— BEGIN READING PASSAGE —
BOWMAN: The Marine Corps was the only service that recommended keeping ground combat jobs closed to women. That's because a year-long Marine study found that gender-integrated units were slower, less lethal and more prone to injuries than all-male units. But yesterday, the Marines said they would move forward with Carter's order. Starting two years ago, the Marine Corps added female Marine sergeants and officers to infantry training units they opened to women. Dozens of women already have completed that infantry training course. Former Marine captain Zoe Bedell served two tours in Afghanistan. She said she was delighted with Carter's announcement and disappointed the Marines wanted to continue barring women.
ZOE BEDELL: I do hope that going forward, the Marine Corps is figuring out how it can be the absolute best at implementing that mission. One of the main objections people raise is physical differences, and I think that is a valid concern. Not every woman is going to be physically able to do the job, just like, frankly, not every man is physically able to do the job. But I think it will naturally exclude more women.
— END READING PASSAGE —
— BEGIN EXTRACTED MATERIAL —
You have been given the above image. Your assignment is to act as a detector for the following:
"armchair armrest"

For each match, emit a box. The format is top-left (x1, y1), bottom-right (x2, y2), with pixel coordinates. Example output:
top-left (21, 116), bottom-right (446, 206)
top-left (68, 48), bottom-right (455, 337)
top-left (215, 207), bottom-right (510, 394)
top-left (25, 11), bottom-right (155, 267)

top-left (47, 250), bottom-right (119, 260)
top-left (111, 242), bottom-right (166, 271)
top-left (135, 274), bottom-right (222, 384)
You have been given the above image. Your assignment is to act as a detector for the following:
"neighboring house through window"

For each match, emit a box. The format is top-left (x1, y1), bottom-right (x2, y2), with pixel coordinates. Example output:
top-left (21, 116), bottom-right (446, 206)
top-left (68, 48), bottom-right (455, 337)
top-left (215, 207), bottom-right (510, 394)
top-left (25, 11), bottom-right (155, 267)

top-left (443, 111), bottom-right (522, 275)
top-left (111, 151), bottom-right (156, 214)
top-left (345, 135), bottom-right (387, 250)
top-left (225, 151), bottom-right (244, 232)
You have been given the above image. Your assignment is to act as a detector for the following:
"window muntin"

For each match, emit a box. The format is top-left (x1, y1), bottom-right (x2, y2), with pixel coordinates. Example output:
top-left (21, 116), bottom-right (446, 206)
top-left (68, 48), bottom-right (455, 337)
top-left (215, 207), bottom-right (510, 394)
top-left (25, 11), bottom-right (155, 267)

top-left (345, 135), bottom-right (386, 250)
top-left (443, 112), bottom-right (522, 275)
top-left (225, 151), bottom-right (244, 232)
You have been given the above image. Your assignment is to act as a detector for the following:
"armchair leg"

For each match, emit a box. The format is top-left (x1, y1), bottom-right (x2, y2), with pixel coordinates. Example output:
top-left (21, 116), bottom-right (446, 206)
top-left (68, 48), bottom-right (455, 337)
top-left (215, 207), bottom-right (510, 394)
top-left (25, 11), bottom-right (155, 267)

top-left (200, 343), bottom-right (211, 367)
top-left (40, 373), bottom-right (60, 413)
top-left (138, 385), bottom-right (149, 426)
— END EXTRACTED MATERIAL —
> _AIM_:
Carry on the transcript about opening ground combat jobs to women, starting right after its final sentence.

> _RESPONSE TO THIS TASK_:
BOWMAN: Some of the toughest jobs in the military belong to the special operators like Green Berets and Navy SEALs. They're not going to change their grueling physical entry requirements. But the general in charge of those commandos, General Joe Votel, said he's ready to accept women.
GENERAL JOE VOTEL: Diversity in our force provides access, insight and perspective that you simply can't get with a homogenous force.
BOWMAN: For the past four years, Votel said, women have gone along with his commandos in Afghanistan, gathering vital information from female villagers. Tom Bowman, NPR News, Washington.